Crónicas

Juventude empurrada para o quarto

Todos nós temos memórias da nossa infância, dos hábitos que fomos criando e dos gostos que desenvolvemos. Eu, nunca soube o que era viver sem liberdade, sempre com respeito pelos mais velhos e tendo em conta valores que me foram incutidos, que a minha terminava, onde começava a dos outros, mas de uma forma natural. Uns viviam com mais, outros com menos, mas quando tocava a campainha para o recreio, a lei era a das nossas reais capacidades. Os mais hábeis ganhavam no berlinde, os mais fortes no “lá vai alho”, os velozes na “apanhada” e as meninas na macaca. Era o tempo das emoções, a jogar ao quarto escuro, nos aniversários com os amigos onde havia sempre um lanche com pães de leite mistos, sumos variados e um bolo, que todos rodeávamos ( quase uns em cima dos outros para cabermos nas fotografias ), para o rei da festa apagar as velas.

Habituámo-nos a ir para a casa dos vizinhos ou a jogar à bola para o parque, até começar a escurecer. Não havia perigos para além do atravessar a rua e de supostos estranhos, de quem não deveríamos aceitar nada que nos oferecessem. Mais tarde, as primeiras saídas à noite, as miúdas a quem dávamos a mão e jurávamos amor eterno, a aventura da primeira cerveja ou do cigarro às escondidas. As festas da faculdade, as eleições para a Associação de Estudantes e as tardes a estudar em grupo. Éramos o que nos apetecia ser, ou o que conseguíamos. Mas o mais importante era estarmos juntos, viver em grupo.

● ● ● ● ● ● ●

# [EXERCÍCIO]
Prossiga a crónica acima sobre as memórias de infância e juventude, a partir da última frase apresentada.

● ● ● ● ● ● ●

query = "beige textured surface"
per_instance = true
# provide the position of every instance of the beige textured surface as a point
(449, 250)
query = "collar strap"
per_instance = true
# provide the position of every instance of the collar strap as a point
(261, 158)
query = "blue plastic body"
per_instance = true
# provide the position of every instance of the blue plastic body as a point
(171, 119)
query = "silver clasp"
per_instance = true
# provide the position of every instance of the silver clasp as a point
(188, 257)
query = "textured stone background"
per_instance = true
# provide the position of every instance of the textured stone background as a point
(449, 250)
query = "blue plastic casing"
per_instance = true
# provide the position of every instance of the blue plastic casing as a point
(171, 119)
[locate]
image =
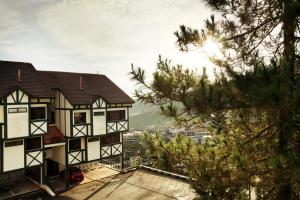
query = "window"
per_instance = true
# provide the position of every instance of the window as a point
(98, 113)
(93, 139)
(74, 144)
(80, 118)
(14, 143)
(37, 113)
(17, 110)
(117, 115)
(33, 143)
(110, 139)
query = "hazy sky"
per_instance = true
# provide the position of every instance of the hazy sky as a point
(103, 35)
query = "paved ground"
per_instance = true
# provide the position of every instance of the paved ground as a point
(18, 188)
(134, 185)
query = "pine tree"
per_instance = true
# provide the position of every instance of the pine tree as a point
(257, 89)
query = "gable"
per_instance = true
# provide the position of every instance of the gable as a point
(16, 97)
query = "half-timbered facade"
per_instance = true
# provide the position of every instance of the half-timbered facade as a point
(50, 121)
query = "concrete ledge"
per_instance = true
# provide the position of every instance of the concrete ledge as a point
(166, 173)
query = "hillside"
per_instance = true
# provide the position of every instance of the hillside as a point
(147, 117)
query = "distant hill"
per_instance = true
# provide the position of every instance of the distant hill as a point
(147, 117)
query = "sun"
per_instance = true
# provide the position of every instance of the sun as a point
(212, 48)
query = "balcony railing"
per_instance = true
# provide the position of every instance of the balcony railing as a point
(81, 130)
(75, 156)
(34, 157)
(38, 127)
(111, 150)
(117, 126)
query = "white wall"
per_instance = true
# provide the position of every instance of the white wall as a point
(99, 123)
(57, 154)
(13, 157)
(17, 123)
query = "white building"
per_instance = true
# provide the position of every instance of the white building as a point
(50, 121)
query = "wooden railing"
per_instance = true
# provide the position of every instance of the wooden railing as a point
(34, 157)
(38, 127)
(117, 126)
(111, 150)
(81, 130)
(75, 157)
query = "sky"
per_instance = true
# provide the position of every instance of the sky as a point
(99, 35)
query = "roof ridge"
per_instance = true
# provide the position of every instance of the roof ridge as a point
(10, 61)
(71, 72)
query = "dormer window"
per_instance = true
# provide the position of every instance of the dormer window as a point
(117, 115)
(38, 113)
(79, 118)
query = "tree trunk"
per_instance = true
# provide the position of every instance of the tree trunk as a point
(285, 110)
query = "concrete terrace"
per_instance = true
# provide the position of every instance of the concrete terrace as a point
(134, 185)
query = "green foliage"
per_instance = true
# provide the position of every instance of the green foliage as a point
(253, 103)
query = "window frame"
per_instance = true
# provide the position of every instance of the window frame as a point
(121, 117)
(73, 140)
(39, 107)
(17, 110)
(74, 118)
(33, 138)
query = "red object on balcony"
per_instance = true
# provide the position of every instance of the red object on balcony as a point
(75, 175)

● ● ● ● ● ● ●

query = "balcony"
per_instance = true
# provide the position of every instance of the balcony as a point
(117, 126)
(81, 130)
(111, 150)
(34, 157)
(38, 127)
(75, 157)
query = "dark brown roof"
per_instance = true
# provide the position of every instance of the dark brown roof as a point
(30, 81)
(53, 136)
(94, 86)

● ● ● ● ● ● ●

# [RESPOSTA AO EXERCÍCIO]
Essa forma de ser e de fazer, foi-se alterando um pouco com o passar do tempo. Com a globalização das consolas e dos computadores, a vida na juventude tornou-se para muitos mais sedentária, mas nem por isso as pessoas deixaram de estar, à sua maneira. Talvez menos na rua e mais em espaços fechados. Esta pandemia veio alterar tudo. E quando penso nas repercussões, lembro-me sobretudo dos mais jovens, a quem lhes está a ser retirado o privilegio dessas “loucuras”, das amizades intensas e próximas do convívio em sociedade. Chamam-lhe a geração Z e ficarão para sempre marcados por esta pandemia. Jovens que passavam a sua vida nas universidades ou na escola, habituados a fazer desporto e a ir a concertos. A criarem memórias, momentos únicos que deveriam ficar plasmados para sempre no seu diário, foram de um momento para o outro empurrados para os seus quartos. E se para uns, à primeira vista, pode ter sido uma bênção, passar o dia nos videojogos e sem a seca das aulas, no futuro, todos perceberão a falta que estes dias lhes farão.

Um Mundo que se virou do avesso. Voltaram os que estudavam fora, outros obrigados a regressar para casa dos pais. Alguns passaram de ser desportistas, estudantes ou profissionais em inicio de carreira, para se tornarem cuidadores de pais ou avós doentes. Adolescentes que se tornaram pais e mães à força. Um abalo do tamanho de um sismo, no que seriam perspetivas profissionais, sonhos desenhados a régua e esquadro. Muitos que estavam no primeiro emprego foram despejados. Acabou-se a rua, os jogos de futebol e os aniversários com os colegas. Fechou-se a porta do quarto e por ali se passou um ano.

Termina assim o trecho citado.